[Data lines]
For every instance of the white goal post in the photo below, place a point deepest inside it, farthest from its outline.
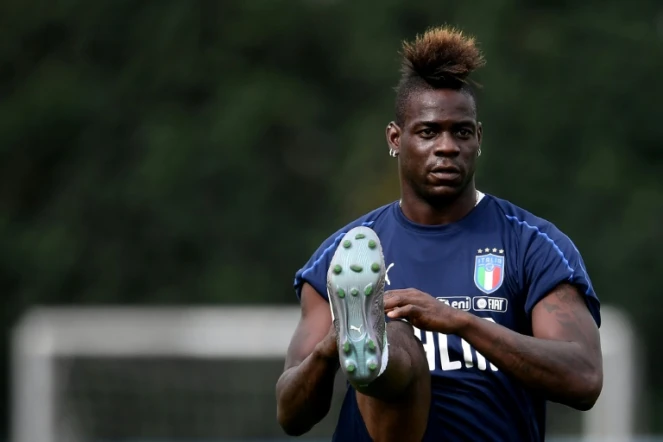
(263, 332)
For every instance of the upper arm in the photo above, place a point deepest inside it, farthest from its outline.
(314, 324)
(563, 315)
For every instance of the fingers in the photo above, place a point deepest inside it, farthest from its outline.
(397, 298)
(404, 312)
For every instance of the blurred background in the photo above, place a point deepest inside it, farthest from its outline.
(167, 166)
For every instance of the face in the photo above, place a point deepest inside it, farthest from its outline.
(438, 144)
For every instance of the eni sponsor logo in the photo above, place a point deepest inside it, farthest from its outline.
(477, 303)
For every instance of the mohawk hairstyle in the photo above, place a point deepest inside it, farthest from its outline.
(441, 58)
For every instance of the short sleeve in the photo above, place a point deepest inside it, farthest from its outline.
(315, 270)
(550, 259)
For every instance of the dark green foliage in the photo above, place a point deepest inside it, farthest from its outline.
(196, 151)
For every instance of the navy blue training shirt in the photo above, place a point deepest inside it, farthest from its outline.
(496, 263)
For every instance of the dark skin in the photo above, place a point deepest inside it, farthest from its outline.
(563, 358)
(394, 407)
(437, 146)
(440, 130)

---

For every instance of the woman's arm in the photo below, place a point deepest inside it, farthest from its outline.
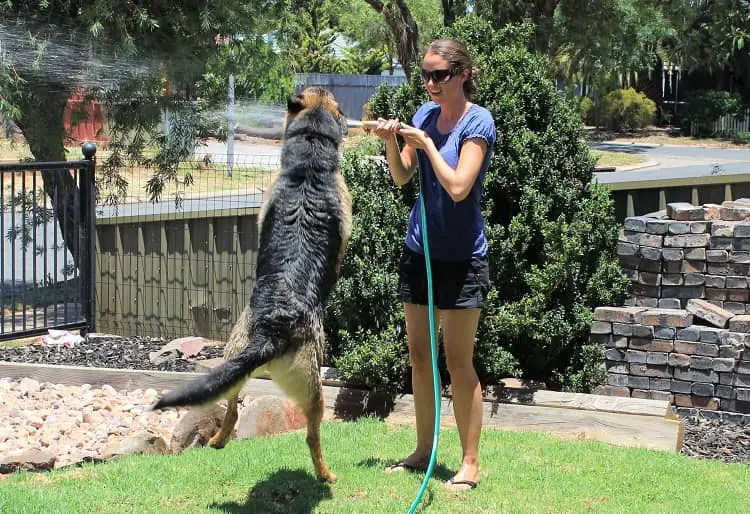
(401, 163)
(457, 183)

[Task statement]
Pick out every line in the records above that contains the word "dark" and copy each of those lines in full.

[Reply to the task]
For every instance of the dark green foliage in the photo above, place a point deepest inside it, farthest from its outline.
For every instance of the dark skin in the photo above, place a point deepest inside it, farthest from its outline.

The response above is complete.